> Task:
What you return must match the records below exactly, down to each character.

> Point localization data:
= = = =

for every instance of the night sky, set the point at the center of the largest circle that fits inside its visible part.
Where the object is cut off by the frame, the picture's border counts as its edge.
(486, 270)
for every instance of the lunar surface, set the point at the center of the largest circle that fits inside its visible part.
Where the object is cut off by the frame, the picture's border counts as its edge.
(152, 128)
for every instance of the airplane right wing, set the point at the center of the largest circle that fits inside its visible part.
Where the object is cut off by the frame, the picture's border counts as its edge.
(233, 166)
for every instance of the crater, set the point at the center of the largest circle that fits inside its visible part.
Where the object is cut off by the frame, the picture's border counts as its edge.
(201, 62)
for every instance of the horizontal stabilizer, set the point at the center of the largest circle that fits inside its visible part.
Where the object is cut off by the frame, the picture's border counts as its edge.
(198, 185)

= = = =

> Task answer:
for every instance of the night sky, set the point at the center of the largest circle that fits inside its visible part.
Where the object is cut off by the frame, the picture's border counts as its edge.
(486, 270)
for every instance of the lunar surface, set the point at the center of the largest circle that fits inside its visible part.
Where the object is cut off by the frame, the picture's border counts as its edge.
(152, 128)
for every instance of the airplane right wing, set the point at the center of the largest circle that fits inside its visible part.
Where the object is cut off by the frame, the picture's border counts as its edge.
(233, 166)
for every instance of the crater, set the point at the center of the largest circle that fits inside its visible part.
Where the object is cut off by the frame, the picture's border counts as its edge.
(201, 62)
for every instance of the horizontal stabilizer, set the point at the center of the largest circle that fits inside its visible part.
Where the object is cut off by the frame, the picture's border counts as its edge.
(198, 185)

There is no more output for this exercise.